> **PROVIDED PASSAGE**:
Twelve Days of Christmas, Day 2 – Gen. “Mad Dog” Gets Christmas Cookies

general-mattis-christmas-cookies
Photo illustration by Elizabeth Brockway/The Daily Beast

Marine General James “Mad Dog” Mattis, Secretary of Defense appointee

How Mad Dog Mattis Got His
Christmas Cookies

A Christmas gesture that became a Christmas tale worth telling for many Christmases to come about our next Secretary of Defense.

By Michael Daly at The Daily Beast

In the week before Christmas in each of his four years as commandant of the United States Marine Corps, General Charles Krulak and his wife would set to baking cookies, cookies, cookies.

“We’re talking about hundreds of dozens of cookies,” Krulak recalled this week.
He further reported, “Always chocolate chip.”

Around 4 pm on Christmas Eve, they would load the cookies into their car and set out to deliver platefuls to all the Marines who were standing watch at the Marine facilities in the Washington, D.C. area.

Around midnight, just as Christmas Eve was turning to Christmas Day in 1998, they reached the most distant location, the Marine Corps Base Quantico in Virginia. They stopped at each of the many commands and facilities there.
“The last place we delivered them was at the headquarters of the commanding general of Marine Corps Combat Development Command,” Krulak remembered.
The commandant’s wife, Zandi Krulak, had a plate of cookies ready and he took it into the guard shack, where he offered it along with season’s greetings to the staff sergeant on duty.

> **EXERCISES TO COMPLETE**:
1. Reproduce the Christmas cookie article between "general-mattis-christmas-cookies" and "cookies, cookies, cookies.", inclusive, substituting "preparing" for "baking".
2. Proceed with the Christmas cookie article, picking up after its final sentence.

> **RECORDS SHOWN**:
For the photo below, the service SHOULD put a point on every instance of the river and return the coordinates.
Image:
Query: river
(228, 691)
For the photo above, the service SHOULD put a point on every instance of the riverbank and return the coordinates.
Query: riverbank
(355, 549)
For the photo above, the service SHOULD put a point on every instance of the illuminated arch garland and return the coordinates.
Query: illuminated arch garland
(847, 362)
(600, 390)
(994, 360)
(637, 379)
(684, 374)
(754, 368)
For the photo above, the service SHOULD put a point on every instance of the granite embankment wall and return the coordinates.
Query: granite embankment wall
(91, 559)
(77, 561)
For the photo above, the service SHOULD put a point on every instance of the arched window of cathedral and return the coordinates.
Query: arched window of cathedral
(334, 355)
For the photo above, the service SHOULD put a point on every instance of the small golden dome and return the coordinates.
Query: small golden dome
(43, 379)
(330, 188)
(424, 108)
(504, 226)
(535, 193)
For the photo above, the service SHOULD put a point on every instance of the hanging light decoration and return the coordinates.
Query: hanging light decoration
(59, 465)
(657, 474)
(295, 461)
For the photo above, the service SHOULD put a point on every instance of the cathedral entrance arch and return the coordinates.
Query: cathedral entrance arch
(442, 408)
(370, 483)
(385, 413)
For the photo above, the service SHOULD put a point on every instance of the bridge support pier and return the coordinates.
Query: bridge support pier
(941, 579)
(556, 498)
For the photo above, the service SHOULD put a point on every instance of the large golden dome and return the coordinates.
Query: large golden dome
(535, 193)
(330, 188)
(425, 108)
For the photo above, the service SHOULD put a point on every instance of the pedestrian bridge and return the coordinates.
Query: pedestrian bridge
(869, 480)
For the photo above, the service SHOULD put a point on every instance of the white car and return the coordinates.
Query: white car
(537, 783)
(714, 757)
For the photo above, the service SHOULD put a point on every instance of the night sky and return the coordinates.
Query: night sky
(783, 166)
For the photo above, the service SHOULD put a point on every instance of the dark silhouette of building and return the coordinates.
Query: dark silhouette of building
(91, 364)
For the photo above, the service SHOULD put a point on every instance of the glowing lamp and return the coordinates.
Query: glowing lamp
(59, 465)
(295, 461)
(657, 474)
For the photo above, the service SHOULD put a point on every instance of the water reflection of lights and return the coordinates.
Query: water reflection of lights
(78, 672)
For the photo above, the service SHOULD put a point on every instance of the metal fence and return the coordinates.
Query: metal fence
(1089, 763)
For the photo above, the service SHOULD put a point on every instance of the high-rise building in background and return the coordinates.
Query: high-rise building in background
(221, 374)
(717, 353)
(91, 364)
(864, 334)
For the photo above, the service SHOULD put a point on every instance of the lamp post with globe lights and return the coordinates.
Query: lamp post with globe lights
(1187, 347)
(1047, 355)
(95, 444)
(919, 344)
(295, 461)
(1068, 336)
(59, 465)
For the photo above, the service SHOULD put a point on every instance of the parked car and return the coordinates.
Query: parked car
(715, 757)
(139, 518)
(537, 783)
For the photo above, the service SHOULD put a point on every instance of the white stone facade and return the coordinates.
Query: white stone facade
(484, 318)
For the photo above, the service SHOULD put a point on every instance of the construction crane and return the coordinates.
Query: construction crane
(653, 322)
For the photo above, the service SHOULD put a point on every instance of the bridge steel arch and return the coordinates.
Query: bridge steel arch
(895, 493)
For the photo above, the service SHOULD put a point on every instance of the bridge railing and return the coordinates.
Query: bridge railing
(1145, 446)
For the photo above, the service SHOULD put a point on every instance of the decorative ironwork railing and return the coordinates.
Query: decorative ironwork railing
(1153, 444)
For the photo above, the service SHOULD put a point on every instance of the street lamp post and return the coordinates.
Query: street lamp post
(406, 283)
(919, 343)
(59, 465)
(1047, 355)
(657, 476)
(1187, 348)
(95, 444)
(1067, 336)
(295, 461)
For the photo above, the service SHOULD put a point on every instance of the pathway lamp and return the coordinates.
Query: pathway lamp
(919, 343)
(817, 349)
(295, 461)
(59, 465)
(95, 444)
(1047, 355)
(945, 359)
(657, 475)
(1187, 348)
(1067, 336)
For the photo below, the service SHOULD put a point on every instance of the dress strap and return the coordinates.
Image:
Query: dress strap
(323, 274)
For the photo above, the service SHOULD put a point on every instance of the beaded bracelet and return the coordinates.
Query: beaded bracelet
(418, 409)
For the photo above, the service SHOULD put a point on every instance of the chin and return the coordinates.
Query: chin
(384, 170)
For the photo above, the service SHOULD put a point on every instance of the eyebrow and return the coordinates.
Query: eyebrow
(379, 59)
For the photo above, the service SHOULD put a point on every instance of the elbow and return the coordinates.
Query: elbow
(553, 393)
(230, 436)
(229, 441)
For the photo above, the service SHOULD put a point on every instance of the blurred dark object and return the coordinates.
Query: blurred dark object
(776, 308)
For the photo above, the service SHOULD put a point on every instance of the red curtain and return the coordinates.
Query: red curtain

> **PER-TASK OUTPUTS**:
1.
general-mattis-christmas-cookies
Photo illustration by Elizabeth Brockway/The Daily Beast

Marine General James “Mad Dog” Mattis, Secretary of Defense appointee

How Mad Dog Mattis Got His
Christmas Cookies

A Christmas gesture that became a Christmas tale worth telling for many Christmases to come about our next Secretary of Defense.

By Michael Daly at The Daily Beast

In the week before Christmas in each of his four years as commandant of the United States Marine Corps, General Charles Krulak and his wife would set to preparing cookies, cookies, cookies.

2.
“Here’s your cookies,” Charles Krulak would recall saying. “I want to make sure you save some of them for the officer of the day.”

An officer was also supposed to be on duty, but Krulak saw no one else present.
“Where is the officer of the day?” Krulak asked.

“Sir, he’s out walking his post,” the staff sergeant said.
The staff sergeant meant the officer was checking the facility to ensure all was as it should be.

“Who is the officer of the day?” Krulak asked.
“Sir, it’s Brigadier General Mattis,” the staff sergeant replied.
“No, I’m not asking who is the general officer,” Krulak said.

Someone of Mattis’ high rank might have been expected to be serving as the duty officer for the whole base, but he would have been free to remain home and would have passed his holiday undisturbed unless something truly urgent arose.
“No, I don’t mean him,” Krulak said.

Krulak was only asking about the duty officer of the day (DOD) for that particular post. This task on Christmas would have been expected to go to the most junior of them.

“Who’s the DOD?” Krulak asked.
“Sir, it’s Brigadier General Mattis,” the staff sergeant said.
“Staff sergeant, again, I don’t mean who’s over all of the duty officers, who’s above all of them,” Krulak said. “Who is the duty officer?”
“Sir, it’s Brigadier General Mattis,” the staff sergeant said.
Krulak looked over at two cots that had been installed for the sergeant and for whichever officer was on duty.

“Okay, let me make it easy,” Krulak said. “Who slept in that cot over there?”
Krulak noted that by this point the staff sergeant was becoming a touch irritated.

“Sir, Brigadier General Mattis slept there,” the staff sergeant said.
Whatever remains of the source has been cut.